==== DATASET EXTRACT
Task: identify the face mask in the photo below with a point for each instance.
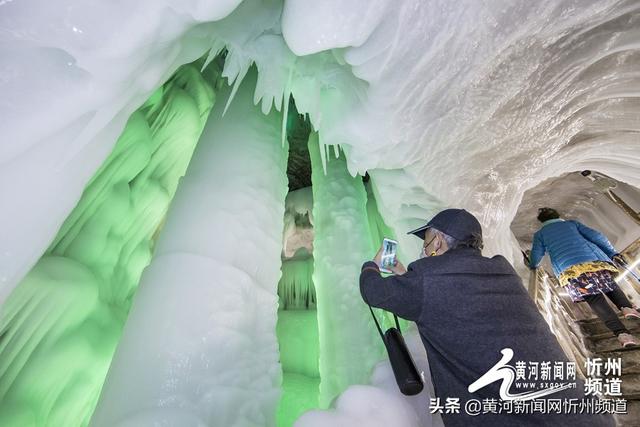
(423, 254)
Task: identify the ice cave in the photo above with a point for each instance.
(189, 189)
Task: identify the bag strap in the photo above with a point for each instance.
(375, 319)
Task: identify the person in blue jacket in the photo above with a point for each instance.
(581, 258)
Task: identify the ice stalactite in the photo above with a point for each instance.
(199, 347)
(61, 324)
(349, 346)
(295, 287)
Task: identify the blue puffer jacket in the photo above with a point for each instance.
(569, 243)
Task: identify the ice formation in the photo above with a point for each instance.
(101, 104)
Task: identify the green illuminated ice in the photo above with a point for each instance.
(60, 326)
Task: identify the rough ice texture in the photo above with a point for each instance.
(349, 346)
(435, 89)
(447, 103)
(200, 341)
(60, 326)
(381, 404)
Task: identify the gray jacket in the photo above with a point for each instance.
(468, 308)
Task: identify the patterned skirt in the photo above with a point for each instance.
(589, 279)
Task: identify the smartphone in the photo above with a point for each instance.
(388, 258)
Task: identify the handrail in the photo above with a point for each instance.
(562, 315)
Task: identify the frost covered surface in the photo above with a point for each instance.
(445, 103)
(60, 327)
(381, 404)
(341, 242)
(404, 87)
(199, 346)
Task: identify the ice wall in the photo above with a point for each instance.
(349, 346)
(60, 326)
(199, 347)
(471, 102)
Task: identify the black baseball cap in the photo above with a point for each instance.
(457, 223)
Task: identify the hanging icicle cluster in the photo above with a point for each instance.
(295, 288)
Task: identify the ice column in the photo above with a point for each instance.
(199, 347)
(349, 346)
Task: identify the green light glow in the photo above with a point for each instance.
(60, 326)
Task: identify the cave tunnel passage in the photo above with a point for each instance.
(596, 200)
(600, 202)
(62, 324)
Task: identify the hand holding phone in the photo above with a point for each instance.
(388, 256)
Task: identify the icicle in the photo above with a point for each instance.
(216, 48)
(240, 76)
(323, 153)
(285, 107)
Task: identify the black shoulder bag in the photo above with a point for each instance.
(404, 369)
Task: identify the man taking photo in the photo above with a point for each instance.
(474, 315)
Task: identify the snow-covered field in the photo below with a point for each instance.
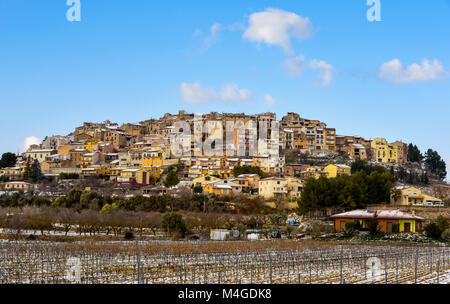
(55, 263)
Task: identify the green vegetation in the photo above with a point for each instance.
(414, 154)
(347, 192)
(437, 228)
(435, 164)
(32, 172)
(173, 223)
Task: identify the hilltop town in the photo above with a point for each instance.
(135, 159)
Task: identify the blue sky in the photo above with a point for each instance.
(131, 60)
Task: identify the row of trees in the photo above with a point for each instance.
(183, 200)
(347, 192)
(117, 222)
(8, 160)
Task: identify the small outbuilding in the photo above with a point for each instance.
(387, 219)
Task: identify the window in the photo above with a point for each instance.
(407, 227)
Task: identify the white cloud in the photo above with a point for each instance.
(194, 93)
(394, 71)
(270, 101)
(277, 27)
(295, 65)
(326, 71)
(32, 140)
(214, 31)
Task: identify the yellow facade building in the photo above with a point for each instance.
(384, 152)
(411, 195)
(334, 170)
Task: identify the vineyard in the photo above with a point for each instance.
(287, 262)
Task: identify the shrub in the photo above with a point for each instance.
(129, 235)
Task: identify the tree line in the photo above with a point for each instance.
(431, 159)
(346, 192)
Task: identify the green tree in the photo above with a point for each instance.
(173, 223)
(414, 154)
(435, 164)
(171, 179)
(8, 160)
(32, 172)
(372, 225)
(442, 223)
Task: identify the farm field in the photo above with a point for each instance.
(261, 262)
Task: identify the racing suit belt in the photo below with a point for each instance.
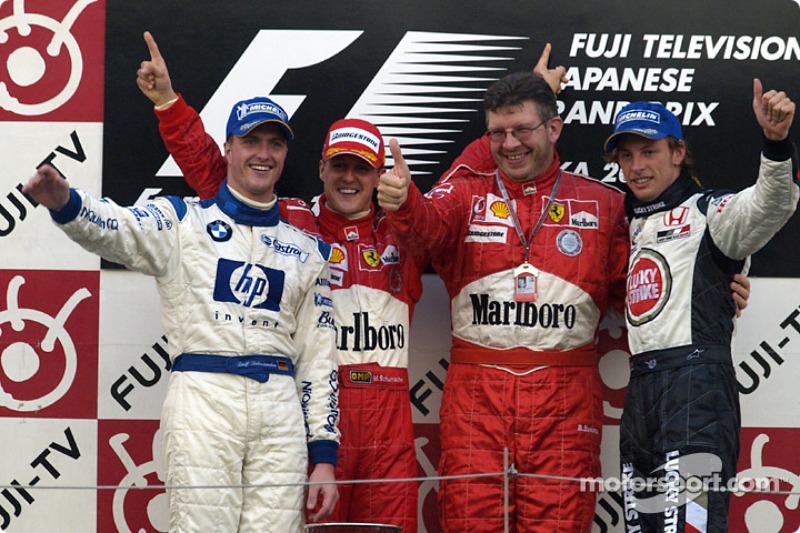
(373, 375)
(466, 352)
(656, 360)
(257, 367)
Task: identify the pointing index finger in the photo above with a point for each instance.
(152, 46)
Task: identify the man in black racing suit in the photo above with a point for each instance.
(681, 417)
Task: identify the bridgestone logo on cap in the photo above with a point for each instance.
(355, 135)
(639, 115)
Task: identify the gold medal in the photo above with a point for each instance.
(526, 280)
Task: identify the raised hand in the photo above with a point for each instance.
(153, 77)
(774, 111)
(553, 76)
(393, 184)
(48, 188)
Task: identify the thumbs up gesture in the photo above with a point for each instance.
(393, 184)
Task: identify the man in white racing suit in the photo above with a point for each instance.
(681, 413)
(245, 301)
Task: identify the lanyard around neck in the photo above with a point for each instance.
(526, 242)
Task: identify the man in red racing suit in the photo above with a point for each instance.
(375, 286)
(532, 257)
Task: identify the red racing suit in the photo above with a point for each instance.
(374, 287)
(523, 376)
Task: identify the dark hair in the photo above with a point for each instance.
(518, 88)
(687, 165)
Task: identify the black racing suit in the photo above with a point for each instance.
(681, 417)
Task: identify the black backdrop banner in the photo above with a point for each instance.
(418, 69)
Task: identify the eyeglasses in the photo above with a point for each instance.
(521, 134)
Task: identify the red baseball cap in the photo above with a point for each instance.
(357, 137)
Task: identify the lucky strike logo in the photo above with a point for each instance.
(649, 284)
(51, 60)
(48, 343)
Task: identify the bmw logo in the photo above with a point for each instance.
(220, 231)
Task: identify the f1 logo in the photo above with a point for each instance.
(405, 75)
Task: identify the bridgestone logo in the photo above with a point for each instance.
(529, 314)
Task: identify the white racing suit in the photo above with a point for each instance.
(681, 417)
(245, 302)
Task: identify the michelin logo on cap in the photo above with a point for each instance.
(258, 107)
(638, 114)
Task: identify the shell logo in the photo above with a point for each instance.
(337, 256)
(500, 209)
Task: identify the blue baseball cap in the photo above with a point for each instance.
(249, 114)
(646, 119)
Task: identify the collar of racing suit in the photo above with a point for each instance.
(242, 213)
(477, 158)
(681, 189)
(337, 228)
========
• **PROBLEM DESCRIPTION**:
Reproduce every line, unchanged, from the one containing "Task: identify the red racing" down to the last line.

• **OUTPUT FOR THIS EXERCISE**:
Task: identify the red racing suit in the photo above with a point for each instance.
(374, 287)
(523, 376)
Task: identify the dark hair in the photo above with a point for each instance.
(518, 88)
(687, 165)
Task: identify the black racing suit in the photo above with a point for each instance.
(681, 417)
Task: identify the black backdrop banner in the photo above with a point for each instance.
(418, 69)
Task: identify the eyeglasses in the photo above with a point for each instance.
(521, 134)
Task: identify the red baseball cap in the photo above with a point for each instance.
(357, 137)
Task: identify the lucky strike logo in the photo above with a point for each instance.
(649, 284)
(51, 60)
(48, 343)
Task: identify the bmw logo in the photo above with a point for each instance.
(220, 231)
Task: identify the f1 logo in the photo above with a point for each instance.
(405, 75)
Task: identify the bridgestone logo in the photo above with a point for each instance.
(529, 314)
Task: identify the white racing suit in the photo above with a point for each instance.
(681, 417)
(245, 302)
Task: identify the michelin logo on cap in the photo above with a point for each instance.
(258, 107)
(638, 114)
Task: identify the shell logo in the photo above with a point for each instance.
(337, 256)
(500, 209)
Task: identify the blue baseball cap in the photo above with a point for each instance.
(249, 114)
(646, 119)
Task: identify the collar of racing suit in the photo above with a point for each instance.
(242, 213)
(477, 158)
(681, 189)
(337, 228)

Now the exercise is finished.